Source passage
Doing some more research, npm Enterprise is the same codebase as npmjs.com and supports a variety of configurations so that one instance can be both a proxy cache and a private registry host.

The npm CLI can then be configured to either support installing ALL packages from a private registry or to only install private packages from the private registry and continue to use npmjs.com for public packages.

Installing all packages from the private registry is done by setting the private registry as the default registry that the npm CLI looks in.

For only installing private packages from the private registry, you log in with a registry and a scope, which tells the npm CLI to look in that registry for packages in that scope, and also that all packages in that scope should be published to that registry:

npm login --registry=http://myreg.mycompany.com:8080 --scope=@myco

This creates a token that gets stored in an .npmrc file like:

@myco:registry=http://myreg.mycompany.com:8080
//myreg.mycompany.com:8080/:_authToken=[token]

Rather than having HTTP Basic Auth in urls like Rubygems, everything with npm looks token based. So you can generate a token for travis and store that in an env var, for example.

Dataset excerpts
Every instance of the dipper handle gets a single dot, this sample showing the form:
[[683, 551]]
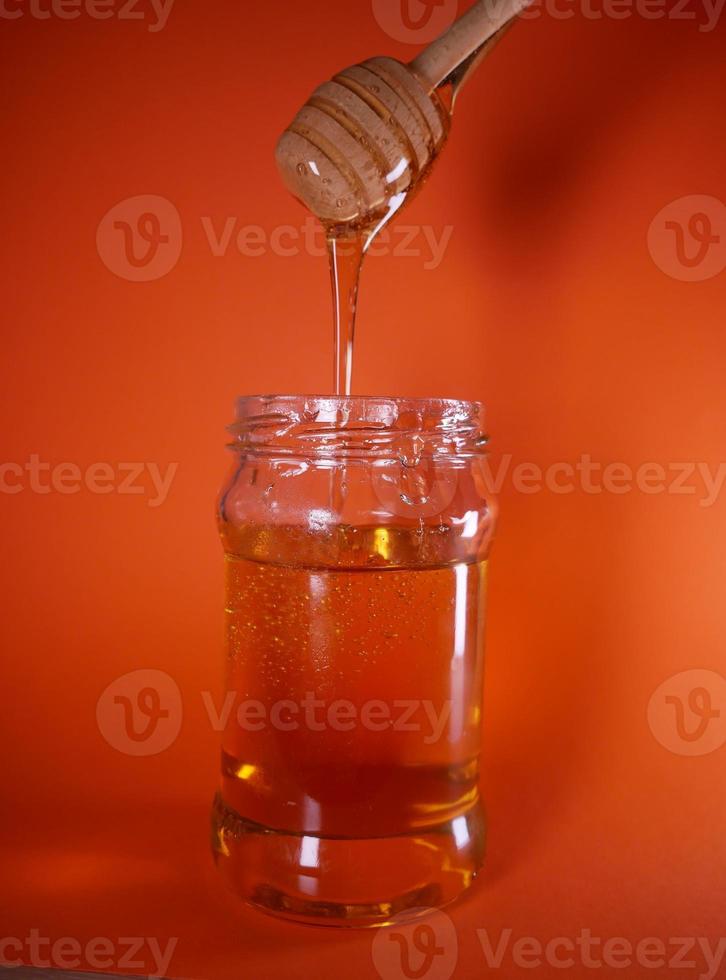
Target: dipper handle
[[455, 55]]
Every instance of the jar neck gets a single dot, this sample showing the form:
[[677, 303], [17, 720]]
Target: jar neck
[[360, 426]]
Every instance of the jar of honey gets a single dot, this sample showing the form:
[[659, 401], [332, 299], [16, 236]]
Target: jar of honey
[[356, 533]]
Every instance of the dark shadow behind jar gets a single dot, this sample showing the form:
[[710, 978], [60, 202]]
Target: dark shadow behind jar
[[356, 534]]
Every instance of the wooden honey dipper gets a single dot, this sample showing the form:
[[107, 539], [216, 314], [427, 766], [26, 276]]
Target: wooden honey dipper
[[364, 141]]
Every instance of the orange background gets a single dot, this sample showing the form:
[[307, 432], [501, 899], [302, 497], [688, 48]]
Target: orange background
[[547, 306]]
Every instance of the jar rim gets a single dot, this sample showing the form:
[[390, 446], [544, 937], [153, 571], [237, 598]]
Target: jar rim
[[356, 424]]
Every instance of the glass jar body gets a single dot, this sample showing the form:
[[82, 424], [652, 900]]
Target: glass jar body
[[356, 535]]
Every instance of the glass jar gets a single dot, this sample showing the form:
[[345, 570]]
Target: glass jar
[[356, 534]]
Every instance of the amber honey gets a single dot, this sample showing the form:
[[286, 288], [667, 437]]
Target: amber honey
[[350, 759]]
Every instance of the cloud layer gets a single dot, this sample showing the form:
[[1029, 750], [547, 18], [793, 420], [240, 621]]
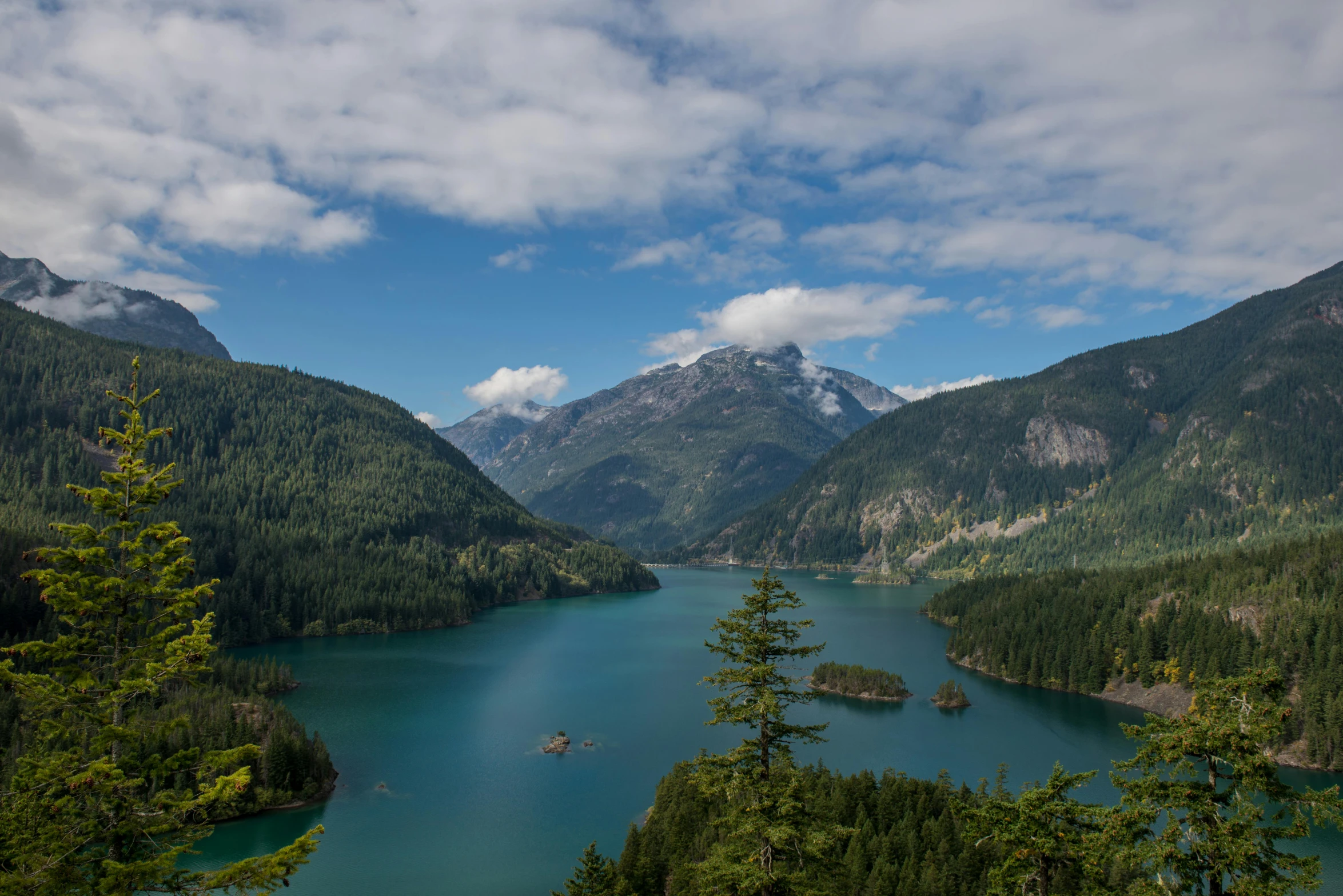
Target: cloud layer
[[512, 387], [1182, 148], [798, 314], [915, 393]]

--

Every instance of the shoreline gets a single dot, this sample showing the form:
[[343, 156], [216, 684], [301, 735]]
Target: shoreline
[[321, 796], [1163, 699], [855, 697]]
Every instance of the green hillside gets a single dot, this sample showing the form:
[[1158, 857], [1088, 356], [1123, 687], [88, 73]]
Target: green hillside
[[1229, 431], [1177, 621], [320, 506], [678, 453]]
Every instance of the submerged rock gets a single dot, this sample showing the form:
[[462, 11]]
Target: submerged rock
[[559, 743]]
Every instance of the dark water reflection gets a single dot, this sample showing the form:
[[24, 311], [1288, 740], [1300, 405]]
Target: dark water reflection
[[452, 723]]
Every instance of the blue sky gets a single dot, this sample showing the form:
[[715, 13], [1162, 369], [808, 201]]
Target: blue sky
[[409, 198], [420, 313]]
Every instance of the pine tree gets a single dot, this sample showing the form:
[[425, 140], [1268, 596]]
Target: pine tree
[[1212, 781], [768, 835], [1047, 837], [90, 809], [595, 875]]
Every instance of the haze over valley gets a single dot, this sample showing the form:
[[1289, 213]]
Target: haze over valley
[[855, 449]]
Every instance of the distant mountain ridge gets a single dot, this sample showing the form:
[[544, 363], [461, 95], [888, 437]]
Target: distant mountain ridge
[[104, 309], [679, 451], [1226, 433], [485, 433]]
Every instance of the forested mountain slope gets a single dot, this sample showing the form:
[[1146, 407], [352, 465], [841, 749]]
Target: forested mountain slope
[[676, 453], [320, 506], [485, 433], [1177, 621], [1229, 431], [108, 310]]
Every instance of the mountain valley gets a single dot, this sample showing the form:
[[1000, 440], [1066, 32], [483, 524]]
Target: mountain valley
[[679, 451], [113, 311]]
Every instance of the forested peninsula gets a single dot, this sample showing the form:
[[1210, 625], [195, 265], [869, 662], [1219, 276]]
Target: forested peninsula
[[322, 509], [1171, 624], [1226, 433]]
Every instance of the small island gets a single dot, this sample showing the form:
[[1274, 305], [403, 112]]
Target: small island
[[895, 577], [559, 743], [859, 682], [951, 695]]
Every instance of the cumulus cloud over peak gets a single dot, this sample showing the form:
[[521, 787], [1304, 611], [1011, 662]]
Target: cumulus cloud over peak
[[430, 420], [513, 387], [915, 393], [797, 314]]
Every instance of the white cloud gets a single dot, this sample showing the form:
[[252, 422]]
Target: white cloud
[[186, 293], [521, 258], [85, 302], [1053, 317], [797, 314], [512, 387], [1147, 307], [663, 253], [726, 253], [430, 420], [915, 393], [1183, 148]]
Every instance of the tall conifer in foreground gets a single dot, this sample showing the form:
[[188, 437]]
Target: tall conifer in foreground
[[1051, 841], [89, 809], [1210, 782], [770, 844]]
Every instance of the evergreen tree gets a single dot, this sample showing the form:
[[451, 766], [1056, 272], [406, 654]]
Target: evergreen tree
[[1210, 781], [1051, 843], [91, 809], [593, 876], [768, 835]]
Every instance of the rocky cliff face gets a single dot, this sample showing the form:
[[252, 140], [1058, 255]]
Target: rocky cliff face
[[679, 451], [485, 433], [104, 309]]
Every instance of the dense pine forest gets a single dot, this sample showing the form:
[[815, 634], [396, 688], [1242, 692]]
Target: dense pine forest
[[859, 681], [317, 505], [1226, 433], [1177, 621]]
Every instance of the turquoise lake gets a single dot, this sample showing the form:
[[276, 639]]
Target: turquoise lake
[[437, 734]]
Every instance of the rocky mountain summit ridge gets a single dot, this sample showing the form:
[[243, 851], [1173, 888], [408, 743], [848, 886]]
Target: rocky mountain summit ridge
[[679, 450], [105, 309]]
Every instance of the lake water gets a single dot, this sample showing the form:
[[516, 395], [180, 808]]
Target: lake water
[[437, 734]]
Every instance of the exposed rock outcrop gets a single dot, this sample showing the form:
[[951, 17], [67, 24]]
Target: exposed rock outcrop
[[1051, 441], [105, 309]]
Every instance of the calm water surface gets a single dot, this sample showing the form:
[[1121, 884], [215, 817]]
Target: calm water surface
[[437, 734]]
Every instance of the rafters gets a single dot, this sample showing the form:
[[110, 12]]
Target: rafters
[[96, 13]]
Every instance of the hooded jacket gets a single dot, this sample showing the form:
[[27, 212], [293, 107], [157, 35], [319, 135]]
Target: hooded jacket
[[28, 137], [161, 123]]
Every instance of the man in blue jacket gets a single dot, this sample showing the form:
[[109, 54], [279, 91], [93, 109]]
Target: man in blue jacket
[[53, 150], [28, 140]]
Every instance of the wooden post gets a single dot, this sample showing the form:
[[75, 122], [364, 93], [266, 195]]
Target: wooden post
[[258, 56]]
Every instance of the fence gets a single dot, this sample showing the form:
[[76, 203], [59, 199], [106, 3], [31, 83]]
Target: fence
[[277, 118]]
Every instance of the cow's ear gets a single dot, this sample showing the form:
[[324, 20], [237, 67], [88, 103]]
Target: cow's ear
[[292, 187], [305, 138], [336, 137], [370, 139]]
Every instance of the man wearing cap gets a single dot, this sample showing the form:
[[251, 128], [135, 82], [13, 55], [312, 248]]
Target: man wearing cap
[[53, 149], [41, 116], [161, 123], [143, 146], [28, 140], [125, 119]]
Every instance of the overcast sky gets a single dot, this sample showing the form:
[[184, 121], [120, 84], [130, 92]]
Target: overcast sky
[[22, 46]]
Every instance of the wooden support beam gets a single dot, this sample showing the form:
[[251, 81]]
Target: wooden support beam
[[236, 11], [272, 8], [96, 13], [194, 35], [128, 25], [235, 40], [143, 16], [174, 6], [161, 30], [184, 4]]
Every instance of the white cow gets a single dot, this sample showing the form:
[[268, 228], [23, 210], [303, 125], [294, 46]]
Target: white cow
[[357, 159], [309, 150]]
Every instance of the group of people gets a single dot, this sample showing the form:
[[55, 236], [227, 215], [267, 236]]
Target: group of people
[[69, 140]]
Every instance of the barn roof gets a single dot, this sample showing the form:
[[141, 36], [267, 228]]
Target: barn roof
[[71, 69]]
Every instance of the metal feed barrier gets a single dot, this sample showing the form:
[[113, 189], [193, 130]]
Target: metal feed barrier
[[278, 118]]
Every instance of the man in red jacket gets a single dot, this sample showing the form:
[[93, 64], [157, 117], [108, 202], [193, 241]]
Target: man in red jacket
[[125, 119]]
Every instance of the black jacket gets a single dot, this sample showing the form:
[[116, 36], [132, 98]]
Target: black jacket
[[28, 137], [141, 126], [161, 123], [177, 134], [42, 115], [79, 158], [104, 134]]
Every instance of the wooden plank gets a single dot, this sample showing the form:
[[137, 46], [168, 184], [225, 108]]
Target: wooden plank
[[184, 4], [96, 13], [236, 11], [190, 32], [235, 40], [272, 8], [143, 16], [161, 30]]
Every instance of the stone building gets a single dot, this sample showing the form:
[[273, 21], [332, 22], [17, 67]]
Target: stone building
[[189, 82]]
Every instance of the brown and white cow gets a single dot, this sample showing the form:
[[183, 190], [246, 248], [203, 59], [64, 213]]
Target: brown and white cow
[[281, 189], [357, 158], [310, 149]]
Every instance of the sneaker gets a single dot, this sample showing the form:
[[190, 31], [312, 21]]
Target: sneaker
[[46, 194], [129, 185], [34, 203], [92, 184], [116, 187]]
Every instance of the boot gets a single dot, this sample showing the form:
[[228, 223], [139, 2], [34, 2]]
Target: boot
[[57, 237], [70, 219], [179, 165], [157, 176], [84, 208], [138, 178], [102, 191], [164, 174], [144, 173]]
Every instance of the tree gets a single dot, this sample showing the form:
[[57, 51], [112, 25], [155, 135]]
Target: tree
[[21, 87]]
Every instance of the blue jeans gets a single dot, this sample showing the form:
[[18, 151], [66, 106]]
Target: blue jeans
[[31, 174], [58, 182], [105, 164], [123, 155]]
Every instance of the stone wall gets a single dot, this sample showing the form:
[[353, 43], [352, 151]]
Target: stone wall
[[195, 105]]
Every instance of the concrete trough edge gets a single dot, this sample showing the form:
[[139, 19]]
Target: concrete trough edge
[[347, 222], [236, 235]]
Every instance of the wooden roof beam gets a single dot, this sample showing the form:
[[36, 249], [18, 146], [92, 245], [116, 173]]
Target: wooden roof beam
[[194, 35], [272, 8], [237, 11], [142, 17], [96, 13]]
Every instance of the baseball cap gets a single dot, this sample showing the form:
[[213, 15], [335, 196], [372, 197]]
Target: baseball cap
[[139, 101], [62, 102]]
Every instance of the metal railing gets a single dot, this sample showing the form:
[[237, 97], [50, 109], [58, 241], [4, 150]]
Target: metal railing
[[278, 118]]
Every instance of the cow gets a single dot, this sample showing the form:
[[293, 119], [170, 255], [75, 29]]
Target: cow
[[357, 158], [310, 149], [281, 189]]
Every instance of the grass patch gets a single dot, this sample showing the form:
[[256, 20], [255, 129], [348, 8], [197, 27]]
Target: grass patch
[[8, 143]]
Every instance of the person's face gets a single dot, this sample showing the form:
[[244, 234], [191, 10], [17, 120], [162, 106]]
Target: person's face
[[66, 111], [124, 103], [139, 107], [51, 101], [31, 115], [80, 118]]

--

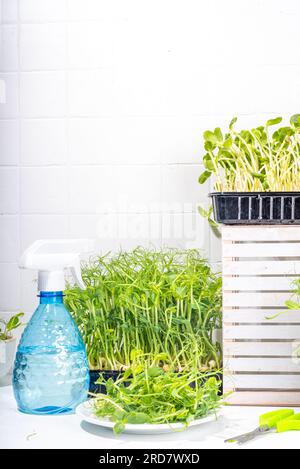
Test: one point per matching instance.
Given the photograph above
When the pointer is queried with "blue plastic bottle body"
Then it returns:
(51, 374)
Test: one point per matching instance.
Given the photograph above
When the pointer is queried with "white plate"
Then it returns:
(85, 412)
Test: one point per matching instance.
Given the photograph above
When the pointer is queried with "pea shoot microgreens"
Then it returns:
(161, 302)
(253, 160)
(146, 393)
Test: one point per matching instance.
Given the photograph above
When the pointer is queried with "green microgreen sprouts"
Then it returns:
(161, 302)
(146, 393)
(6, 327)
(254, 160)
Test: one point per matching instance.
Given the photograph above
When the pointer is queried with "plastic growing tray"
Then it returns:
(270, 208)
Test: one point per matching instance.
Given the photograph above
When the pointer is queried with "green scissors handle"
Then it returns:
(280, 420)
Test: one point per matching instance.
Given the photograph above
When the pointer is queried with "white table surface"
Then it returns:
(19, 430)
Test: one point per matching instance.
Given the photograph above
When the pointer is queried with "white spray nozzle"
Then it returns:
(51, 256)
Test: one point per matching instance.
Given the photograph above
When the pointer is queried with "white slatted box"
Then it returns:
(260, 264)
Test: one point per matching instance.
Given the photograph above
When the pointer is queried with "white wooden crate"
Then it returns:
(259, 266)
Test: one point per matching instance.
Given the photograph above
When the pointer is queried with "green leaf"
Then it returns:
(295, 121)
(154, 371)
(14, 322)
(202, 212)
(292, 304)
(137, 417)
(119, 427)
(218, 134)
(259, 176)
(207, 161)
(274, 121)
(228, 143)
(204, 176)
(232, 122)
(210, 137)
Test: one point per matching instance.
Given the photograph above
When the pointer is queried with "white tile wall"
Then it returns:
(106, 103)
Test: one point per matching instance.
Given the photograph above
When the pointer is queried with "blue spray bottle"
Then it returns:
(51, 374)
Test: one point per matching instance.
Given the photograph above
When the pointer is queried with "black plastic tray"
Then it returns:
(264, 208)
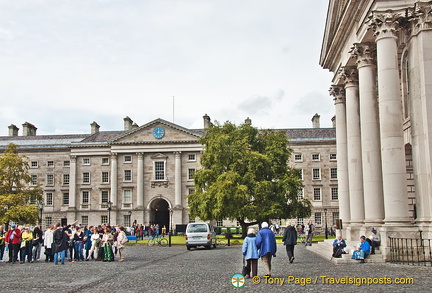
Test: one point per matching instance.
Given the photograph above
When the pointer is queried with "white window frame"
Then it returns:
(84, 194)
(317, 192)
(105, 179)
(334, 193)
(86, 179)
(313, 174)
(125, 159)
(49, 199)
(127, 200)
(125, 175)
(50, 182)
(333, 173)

Tasks and exercises
1: According to the npm registry passage, which codebase does npm Enterprise share?
2: Write out the npm registry passage between "Doing some more" and "private registry host.", inclusive.
The listing stands apart from the npm registry passage.

Results by task
1: It shares the same codebase as npmjs.com.

2:
Doing some more research, npm Enterprise is the same codebase as npmjs.com and supports a variety of configurations so that one instance can be both a proxy cache and a private registry host.